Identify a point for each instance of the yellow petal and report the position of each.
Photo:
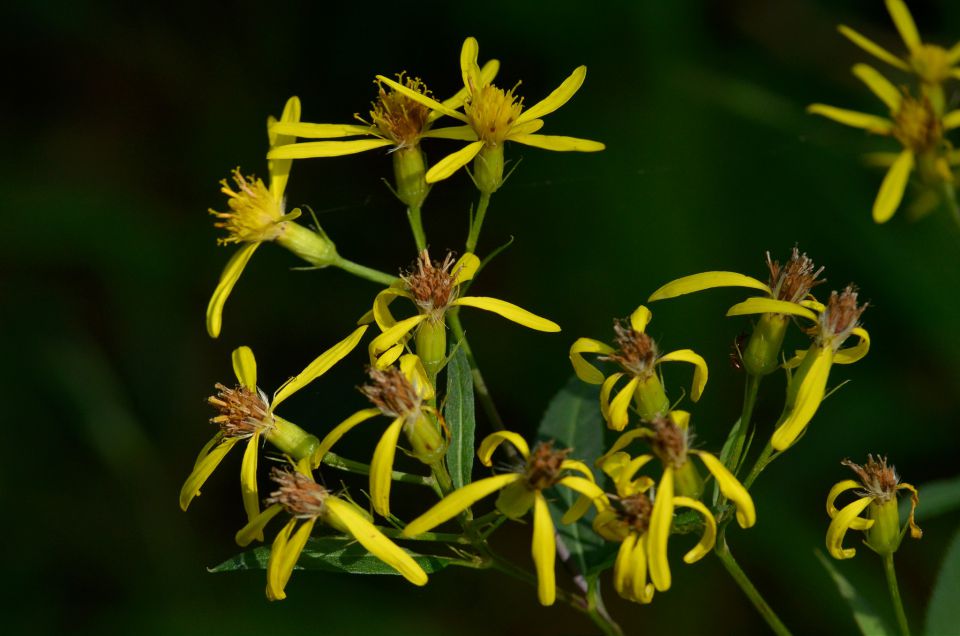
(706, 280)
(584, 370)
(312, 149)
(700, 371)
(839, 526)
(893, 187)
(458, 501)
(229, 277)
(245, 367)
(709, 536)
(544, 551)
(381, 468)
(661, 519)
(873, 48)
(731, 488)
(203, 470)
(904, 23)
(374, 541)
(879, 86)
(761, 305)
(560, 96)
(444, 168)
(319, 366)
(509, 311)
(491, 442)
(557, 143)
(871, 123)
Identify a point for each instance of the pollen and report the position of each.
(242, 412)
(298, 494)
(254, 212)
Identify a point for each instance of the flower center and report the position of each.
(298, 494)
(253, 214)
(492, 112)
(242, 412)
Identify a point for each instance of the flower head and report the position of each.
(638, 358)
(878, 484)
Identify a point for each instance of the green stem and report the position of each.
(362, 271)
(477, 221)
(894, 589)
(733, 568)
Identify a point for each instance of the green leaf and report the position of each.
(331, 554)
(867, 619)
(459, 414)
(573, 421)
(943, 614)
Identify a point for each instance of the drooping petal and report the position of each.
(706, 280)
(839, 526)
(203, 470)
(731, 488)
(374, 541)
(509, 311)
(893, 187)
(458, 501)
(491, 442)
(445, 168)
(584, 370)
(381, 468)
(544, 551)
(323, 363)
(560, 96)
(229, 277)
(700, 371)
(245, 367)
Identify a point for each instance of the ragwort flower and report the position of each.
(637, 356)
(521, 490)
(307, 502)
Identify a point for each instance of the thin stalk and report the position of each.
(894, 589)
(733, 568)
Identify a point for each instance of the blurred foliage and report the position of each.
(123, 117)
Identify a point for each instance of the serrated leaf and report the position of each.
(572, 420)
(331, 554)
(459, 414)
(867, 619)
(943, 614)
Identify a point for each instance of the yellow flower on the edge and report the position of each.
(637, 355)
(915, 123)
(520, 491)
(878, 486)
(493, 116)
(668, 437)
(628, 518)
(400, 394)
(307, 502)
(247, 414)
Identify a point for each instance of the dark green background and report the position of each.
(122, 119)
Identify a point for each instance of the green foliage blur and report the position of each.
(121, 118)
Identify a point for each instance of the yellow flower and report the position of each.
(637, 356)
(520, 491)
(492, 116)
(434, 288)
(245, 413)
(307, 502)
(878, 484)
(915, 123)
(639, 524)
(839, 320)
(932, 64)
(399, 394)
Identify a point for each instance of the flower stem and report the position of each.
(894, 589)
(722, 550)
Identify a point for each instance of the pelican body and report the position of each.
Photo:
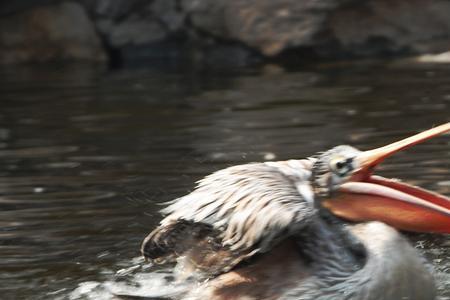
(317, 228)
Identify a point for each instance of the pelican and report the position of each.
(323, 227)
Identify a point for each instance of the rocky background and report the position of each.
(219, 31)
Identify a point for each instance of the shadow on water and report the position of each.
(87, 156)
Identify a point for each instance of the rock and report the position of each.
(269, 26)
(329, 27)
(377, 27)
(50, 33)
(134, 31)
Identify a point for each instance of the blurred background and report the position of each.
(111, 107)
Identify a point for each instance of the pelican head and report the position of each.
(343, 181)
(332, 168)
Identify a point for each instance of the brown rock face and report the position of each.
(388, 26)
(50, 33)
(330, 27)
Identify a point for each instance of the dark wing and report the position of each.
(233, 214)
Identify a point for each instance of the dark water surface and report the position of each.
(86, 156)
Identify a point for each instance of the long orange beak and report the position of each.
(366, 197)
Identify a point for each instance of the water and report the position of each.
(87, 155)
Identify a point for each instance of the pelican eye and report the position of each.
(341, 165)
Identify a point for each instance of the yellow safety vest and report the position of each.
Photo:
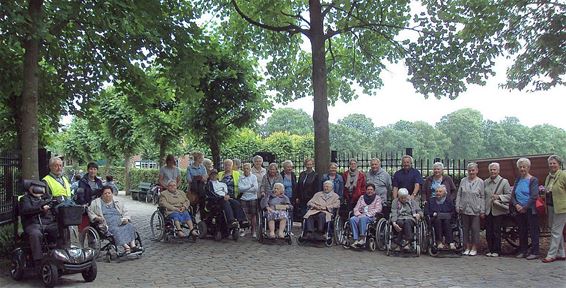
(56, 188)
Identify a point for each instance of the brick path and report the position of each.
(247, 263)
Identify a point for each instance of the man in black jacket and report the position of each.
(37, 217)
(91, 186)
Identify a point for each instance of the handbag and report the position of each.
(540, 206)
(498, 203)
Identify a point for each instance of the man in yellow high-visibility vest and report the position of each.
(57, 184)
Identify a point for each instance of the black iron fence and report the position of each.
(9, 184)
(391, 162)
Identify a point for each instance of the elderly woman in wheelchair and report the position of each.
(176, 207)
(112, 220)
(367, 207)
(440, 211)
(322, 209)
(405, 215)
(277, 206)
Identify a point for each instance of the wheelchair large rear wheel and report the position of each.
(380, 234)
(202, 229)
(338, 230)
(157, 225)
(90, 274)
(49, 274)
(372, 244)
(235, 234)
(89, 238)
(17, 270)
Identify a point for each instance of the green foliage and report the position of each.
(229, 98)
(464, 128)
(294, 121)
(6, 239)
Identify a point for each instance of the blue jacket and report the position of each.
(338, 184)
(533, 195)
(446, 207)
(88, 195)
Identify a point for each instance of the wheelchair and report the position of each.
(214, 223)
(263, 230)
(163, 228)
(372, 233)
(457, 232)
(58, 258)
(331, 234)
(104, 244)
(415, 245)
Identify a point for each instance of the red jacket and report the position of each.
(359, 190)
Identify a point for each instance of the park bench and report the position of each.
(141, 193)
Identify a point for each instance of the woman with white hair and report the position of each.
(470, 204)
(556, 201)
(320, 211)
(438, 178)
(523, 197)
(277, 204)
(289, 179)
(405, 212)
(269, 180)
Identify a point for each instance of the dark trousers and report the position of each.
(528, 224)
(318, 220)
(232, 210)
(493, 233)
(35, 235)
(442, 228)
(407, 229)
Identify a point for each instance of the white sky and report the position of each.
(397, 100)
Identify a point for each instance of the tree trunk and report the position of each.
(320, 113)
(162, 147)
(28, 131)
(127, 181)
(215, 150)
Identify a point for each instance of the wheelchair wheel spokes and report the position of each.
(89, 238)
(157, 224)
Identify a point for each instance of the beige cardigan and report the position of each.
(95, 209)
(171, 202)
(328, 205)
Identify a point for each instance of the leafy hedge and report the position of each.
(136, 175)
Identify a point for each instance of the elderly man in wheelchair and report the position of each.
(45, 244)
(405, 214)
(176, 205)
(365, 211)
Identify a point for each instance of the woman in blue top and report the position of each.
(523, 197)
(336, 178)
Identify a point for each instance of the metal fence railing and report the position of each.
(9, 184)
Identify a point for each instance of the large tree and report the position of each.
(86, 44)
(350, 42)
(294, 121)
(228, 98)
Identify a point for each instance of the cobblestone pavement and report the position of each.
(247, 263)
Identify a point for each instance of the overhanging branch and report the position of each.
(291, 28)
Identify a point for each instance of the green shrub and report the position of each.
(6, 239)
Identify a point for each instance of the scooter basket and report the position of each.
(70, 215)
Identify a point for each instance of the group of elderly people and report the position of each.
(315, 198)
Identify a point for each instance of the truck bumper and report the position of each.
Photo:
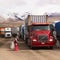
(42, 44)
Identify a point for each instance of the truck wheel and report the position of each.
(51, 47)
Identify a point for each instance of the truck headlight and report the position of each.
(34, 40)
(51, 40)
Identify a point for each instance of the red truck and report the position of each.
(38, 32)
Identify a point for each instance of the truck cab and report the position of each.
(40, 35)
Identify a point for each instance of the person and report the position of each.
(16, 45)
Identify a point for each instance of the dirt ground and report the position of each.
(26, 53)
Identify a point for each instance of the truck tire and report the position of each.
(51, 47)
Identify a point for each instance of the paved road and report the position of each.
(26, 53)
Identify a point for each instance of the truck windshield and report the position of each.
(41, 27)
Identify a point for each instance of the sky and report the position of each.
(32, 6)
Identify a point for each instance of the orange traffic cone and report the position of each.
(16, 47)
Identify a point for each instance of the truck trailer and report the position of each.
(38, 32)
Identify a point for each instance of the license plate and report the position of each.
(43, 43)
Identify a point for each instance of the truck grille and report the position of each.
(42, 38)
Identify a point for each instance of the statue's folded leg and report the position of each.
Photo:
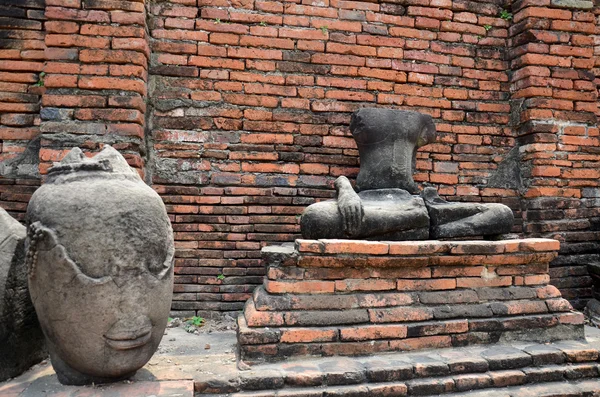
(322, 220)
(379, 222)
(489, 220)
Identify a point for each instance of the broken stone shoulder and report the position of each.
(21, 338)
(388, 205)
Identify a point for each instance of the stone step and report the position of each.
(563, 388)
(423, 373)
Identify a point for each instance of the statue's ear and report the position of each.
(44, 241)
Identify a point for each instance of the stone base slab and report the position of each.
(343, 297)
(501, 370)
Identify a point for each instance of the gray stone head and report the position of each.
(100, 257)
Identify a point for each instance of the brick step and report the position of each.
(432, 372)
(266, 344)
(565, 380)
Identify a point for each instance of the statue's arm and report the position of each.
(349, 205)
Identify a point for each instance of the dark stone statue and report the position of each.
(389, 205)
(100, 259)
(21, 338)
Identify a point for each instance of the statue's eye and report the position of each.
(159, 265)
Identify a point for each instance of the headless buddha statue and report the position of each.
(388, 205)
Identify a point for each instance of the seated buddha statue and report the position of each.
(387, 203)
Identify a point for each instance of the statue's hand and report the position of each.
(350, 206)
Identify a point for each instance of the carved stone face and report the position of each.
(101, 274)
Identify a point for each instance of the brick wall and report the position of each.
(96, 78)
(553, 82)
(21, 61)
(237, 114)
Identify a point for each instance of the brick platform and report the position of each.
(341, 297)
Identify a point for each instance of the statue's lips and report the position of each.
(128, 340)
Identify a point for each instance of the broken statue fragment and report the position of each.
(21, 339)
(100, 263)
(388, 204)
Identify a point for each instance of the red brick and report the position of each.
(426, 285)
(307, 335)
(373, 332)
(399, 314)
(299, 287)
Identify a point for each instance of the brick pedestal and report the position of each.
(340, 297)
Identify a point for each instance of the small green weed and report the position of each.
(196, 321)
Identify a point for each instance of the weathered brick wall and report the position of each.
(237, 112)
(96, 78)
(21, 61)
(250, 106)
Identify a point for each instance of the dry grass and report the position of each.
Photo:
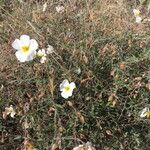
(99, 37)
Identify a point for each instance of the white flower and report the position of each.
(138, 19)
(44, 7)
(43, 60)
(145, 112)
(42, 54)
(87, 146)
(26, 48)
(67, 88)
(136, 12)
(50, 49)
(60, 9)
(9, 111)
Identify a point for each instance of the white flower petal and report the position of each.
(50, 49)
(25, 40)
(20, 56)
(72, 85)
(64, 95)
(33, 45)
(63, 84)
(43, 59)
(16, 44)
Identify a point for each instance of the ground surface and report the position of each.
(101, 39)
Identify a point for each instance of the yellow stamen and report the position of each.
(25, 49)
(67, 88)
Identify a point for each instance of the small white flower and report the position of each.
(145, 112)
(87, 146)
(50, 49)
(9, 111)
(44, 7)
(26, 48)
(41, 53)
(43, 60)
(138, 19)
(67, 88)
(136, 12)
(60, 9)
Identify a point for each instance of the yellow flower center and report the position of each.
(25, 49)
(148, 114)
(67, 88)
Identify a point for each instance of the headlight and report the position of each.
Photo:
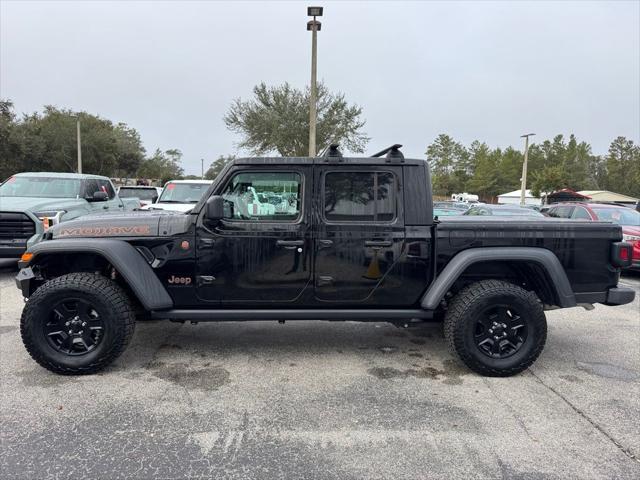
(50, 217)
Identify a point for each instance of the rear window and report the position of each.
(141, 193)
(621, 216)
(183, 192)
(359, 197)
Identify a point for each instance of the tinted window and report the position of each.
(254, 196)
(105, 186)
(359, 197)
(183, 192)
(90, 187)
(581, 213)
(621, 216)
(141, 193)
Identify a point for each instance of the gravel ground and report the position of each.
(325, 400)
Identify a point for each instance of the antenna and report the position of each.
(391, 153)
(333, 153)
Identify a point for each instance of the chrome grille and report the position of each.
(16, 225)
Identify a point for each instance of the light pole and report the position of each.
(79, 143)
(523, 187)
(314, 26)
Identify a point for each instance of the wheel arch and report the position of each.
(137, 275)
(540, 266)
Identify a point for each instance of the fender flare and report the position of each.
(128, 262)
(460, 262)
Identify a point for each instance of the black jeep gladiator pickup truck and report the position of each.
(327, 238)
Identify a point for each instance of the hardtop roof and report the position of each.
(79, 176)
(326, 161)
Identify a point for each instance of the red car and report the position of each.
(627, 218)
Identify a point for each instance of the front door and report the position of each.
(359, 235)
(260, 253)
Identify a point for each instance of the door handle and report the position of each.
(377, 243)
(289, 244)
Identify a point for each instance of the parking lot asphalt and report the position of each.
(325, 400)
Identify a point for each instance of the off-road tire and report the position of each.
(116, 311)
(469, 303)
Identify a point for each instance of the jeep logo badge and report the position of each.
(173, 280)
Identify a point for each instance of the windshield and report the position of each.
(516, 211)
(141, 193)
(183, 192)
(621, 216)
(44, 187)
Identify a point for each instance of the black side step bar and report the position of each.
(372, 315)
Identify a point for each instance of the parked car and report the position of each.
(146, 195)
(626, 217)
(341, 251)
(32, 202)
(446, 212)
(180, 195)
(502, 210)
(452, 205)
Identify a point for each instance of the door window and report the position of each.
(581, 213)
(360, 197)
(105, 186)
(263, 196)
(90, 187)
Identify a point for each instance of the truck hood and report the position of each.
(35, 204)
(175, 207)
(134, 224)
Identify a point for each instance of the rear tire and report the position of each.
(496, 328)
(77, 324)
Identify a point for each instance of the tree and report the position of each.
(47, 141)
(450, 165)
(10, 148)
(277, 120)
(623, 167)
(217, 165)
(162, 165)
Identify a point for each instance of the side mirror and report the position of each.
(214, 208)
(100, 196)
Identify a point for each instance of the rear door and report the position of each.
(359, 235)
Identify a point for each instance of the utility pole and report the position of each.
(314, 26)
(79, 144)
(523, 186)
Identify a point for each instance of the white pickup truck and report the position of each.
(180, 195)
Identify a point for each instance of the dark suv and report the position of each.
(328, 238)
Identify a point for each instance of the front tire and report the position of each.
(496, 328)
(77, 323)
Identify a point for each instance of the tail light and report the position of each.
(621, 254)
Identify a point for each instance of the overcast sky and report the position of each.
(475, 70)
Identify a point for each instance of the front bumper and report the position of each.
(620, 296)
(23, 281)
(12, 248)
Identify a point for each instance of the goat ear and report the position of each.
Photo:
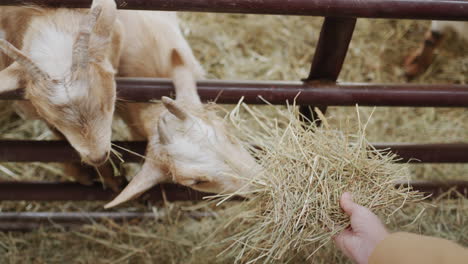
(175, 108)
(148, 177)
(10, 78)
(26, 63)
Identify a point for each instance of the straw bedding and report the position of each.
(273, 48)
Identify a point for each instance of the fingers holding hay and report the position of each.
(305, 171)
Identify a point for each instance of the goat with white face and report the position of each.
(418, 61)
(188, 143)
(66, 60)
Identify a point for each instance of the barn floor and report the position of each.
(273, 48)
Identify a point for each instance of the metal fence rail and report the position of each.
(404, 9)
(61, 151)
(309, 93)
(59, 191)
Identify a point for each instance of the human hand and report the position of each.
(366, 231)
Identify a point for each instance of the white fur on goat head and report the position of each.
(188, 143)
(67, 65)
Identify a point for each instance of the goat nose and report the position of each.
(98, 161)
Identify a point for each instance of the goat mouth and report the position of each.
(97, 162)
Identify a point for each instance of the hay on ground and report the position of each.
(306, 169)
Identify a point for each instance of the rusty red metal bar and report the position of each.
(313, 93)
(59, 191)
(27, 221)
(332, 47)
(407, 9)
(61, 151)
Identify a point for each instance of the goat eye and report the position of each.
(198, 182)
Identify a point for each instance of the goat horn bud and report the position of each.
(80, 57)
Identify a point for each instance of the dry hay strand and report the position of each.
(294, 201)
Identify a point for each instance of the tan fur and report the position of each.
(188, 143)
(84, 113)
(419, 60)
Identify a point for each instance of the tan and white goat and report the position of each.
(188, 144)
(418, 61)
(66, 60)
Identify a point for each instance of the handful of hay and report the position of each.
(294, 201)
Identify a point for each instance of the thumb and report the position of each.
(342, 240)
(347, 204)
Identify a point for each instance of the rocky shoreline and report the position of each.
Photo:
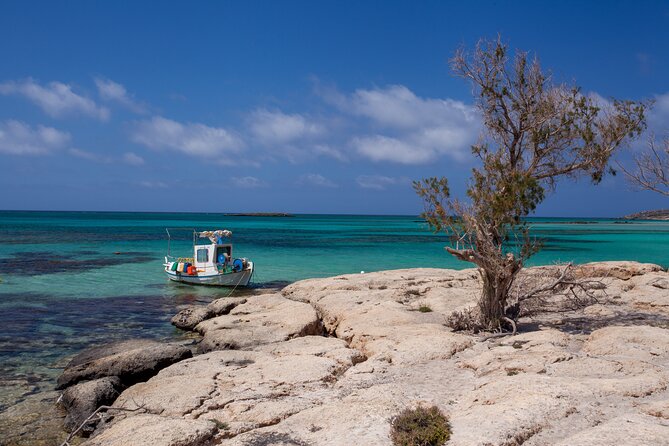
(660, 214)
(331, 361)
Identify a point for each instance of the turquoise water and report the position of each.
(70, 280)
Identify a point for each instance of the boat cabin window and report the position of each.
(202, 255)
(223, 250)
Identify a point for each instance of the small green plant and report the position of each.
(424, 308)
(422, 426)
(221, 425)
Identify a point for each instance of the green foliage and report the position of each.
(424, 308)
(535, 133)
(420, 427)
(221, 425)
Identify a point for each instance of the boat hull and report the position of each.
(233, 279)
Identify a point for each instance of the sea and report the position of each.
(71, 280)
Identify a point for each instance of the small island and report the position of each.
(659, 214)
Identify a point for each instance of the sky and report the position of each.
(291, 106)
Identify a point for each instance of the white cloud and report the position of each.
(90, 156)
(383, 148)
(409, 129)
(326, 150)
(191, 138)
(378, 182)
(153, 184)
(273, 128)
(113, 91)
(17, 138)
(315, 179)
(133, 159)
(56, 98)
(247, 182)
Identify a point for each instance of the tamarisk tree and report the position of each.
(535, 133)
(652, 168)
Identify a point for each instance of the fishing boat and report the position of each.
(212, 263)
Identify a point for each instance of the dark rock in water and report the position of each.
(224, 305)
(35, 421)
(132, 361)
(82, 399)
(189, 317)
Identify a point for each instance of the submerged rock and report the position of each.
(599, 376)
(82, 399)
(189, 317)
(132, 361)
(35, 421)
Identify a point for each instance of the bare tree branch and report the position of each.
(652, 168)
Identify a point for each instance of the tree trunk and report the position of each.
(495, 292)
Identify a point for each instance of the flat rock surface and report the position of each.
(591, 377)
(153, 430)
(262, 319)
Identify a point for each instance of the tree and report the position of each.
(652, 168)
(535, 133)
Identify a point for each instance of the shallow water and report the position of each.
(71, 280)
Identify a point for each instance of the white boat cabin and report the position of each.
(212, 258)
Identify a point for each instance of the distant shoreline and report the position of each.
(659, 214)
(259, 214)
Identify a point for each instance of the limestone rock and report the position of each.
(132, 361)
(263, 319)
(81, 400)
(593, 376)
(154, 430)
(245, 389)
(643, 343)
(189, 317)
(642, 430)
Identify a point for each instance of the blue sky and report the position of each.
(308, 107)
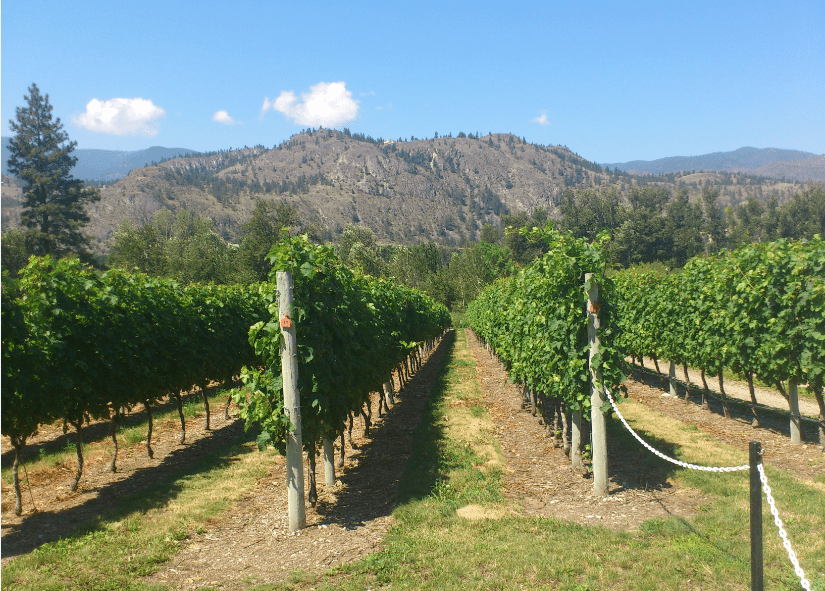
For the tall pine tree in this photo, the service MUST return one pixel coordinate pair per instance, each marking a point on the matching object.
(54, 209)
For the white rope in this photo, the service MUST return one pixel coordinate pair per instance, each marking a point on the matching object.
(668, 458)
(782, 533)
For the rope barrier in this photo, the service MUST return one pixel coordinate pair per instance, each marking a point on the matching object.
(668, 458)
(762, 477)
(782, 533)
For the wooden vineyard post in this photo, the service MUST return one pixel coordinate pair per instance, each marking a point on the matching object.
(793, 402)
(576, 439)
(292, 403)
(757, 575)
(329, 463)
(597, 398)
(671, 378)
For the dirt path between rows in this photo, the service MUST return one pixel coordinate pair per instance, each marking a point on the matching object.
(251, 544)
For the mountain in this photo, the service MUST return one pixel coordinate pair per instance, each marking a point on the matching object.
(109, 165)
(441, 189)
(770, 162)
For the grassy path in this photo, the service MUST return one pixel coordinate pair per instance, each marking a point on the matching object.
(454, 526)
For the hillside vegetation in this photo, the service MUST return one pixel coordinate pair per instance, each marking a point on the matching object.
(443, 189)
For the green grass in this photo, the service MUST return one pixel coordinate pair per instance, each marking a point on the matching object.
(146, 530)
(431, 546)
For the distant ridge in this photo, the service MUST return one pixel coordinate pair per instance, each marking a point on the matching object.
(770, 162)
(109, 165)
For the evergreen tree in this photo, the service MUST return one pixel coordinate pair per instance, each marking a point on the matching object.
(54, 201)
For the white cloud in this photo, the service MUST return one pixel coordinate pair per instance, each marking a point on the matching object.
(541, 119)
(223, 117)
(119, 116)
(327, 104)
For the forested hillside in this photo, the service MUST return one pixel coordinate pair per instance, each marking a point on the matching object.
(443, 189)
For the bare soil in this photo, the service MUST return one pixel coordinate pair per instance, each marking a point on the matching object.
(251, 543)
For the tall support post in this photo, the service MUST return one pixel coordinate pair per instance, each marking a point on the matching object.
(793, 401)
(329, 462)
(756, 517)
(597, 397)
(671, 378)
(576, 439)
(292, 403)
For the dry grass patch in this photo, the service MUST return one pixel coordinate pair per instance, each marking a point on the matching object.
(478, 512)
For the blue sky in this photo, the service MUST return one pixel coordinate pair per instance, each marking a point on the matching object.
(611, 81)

**Job:**
Return the line that contains "For the bare" and all lines after it, verbatim, and nothing else.

**Solution below:**
For the bare soil in this photo, the service MUST return one pixel coordinate pair per instance, each marking a point on the matching object.
(251, 543)
For the tall support post in this photo, the service MUST return one pixel coordinate pair per instance, each marking a point on the matching object.
(793, 401)
(329, 462)
(756, 517)
(597, 397)
(671, 378)
(576, 439)
(292, 403)
For the dry grass patch in this photo, the service MUST return one pixel coordinate pair per instance, each marking a point on the matching object.
(478, 512)
For the blue sky in this photo, the service MUST return one pixel coordinate pair per instance, each marking a point on the matching object.
(611, 81)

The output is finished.